Write out every line of the material below word for word, with each number and bracket unchanged.

(Position annotation records)
+--

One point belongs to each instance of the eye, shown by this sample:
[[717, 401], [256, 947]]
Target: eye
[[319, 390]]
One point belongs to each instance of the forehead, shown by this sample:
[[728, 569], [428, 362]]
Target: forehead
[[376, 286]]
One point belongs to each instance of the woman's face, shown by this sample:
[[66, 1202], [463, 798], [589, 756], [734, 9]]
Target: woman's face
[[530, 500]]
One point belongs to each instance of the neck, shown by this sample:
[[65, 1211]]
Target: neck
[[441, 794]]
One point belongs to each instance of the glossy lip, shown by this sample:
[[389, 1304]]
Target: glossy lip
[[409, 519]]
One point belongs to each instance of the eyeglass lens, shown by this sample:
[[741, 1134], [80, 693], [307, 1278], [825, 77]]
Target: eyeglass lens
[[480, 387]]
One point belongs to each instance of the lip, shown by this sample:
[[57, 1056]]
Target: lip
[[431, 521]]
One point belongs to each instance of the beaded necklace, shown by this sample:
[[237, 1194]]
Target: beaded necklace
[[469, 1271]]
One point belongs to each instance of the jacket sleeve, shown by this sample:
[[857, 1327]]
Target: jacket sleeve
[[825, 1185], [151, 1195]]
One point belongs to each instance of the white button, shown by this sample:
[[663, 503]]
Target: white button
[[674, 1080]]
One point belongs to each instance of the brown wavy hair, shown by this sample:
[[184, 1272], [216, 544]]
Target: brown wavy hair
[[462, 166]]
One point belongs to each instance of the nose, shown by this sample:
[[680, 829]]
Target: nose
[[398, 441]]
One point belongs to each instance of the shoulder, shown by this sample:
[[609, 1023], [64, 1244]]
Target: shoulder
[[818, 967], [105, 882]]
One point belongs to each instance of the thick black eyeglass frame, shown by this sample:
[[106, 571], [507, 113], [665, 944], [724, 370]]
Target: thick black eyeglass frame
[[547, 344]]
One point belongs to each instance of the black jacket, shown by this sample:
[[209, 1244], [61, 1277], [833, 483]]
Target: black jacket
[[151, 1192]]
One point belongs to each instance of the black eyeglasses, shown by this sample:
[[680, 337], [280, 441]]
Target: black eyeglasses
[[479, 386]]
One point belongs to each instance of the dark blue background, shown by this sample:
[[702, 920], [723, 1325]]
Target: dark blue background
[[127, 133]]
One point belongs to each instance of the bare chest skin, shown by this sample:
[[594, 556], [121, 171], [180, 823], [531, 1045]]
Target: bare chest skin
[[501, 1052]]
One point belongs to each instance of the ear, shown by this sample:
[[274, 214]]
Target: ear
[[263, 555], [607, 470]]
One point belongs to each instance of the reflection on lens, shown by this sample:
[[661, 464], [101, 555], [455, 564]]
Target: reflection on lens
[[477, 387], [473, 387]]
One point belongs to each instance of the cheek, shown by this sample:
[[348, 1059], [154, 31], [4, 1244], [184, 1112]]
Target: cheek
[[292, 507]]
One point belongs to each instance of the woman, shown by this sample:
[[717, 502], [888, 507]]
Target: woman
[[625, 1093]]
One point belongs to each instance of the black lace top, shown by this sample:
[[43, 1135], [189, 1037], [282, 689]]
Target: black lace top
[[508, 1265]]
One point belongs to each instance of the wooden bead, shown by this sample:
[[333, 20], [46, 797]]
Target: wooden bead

+--

— RESPONSE TO THE TASK —
One point belongs to each instance of the eye, shown by this sample:
[[717, 401], [256, 947]]
Target: eye
[[319, 390]]
One point belongs to each instance of the forehead, shown by this sample:
[[728, 569], [428, 362]]
Target: forehead
[[376, 286]]
One point belongs to each instance of the woman's face, shown by this sample:
[[66, 1202], [463, 798], [589, 756], [734, 9]]
Target: woman's face
[[530, 500]]
One point belongs to each instance of the neck, shown by this sample:
[[65, 1211]]
Target: neck
[[441, 794]]
One point belongs to each instance of the glossy lip, shown by this sample:
[[389, 1304]]
Target: glossy lip
[[409, 519]]
One point belongs to each instance of the eyeglass lens, shown by this sample:
[[741, 1134], [80, 693], [307, 1278], [825, 77]]
Target: eyeglass lens
[[480, 387]]
One point belongs to each instance of the lip, shown by this sample:
[[57, 1056]]
Target: lip
[[431, 521]]
One point belongs to each instance of the beaded necklace, shown by this sample:
[[237, 1194]]
Target: beaded necklace
[[469, 1271]]
One point belongs to each instance of the jacket sleeve, shown by this sample:
[[857, 1327]]
Target: jacket sleeve
[[825, 1185], [151, 1195]]
One point belongs to each instance of the white button, shown by this sample:
[[663, 503]]
Target: white button
[[674, 1080]]
One point belongs to each instance of the brown wavy hair, shown by this sample:
[[184, 1272], [216, 544]]
Target: brown wavy hair
[[462, 166]]
One point belongs to each instance of the nose, shown by this sample:
[[680, 829]]
Target: nose
[[398, 441]]
One point belongs to each instance of the shoulder, shown by this sample:
[[609, 1023], [64, 1244]]
Target: shoulder
[[818, 967], [105, 882]]
One point belongs to each instance of the thick black eyeglass frame, shown by this sample:
[[106, 571], [507, 113], [665, 944], [724, 370]]
Target: thick black eyeglass frame
[[547, 344]]
One point belongs to each instance of the black jacket, shown by this sample:
[[209, 1244], [61, 1277], [833, 483]]
Target: black jacket
[[151, 1192]]
One point belongs to each instance of the black eyeglasses, shown by this sample:
[[680, 337], [280, 441]]
Target: black eyeglasses
[[479, 386]]
One point belongs to each instance of the dark blue background, shown by this sample:
[[702, 920], [723, 1325]]
Target: dark blue background
[[127, 133]]
One point belongs to each instance of the bare chest skin, shown by this sample:
[[594, 556], [121, 171], [180, 823], [531, 1045]]
Target: bare chest skin
[[501, 1052]]
One point belongs to each instance of the ear, shown by this sample:
[[274, 214]]
Target: ear
[[263, 555], [607, 470]]
One point belongs to each instance of the reflection on lens, shown by this sample:
[[661, 464], [101, 555], [455, 564]]
Target: reflection on lens
[[477, 387], [473, 387]]
One point belongs to each instance of the cheek, shown by this sample:
[[348, 1059], [154, 31], [4, 1244], [184, 1112]]
Target: cheek
[[292, 507]]
One point belongs to each instance of the woman, shown by this sample:
[[717, 502], [888, 507]]
Target: woman
[[625, 1093]]
One point belongs to each instance of the black lace top, shown by this sample:
[[43, 1135], [189, 1037], [282, 689]]
Target: black lace top
[[508, 1265]]
One point belongs to each instance of the wooden bead, shown by this sample:
[[333, 20], [46, 797]]
Target: wooden bead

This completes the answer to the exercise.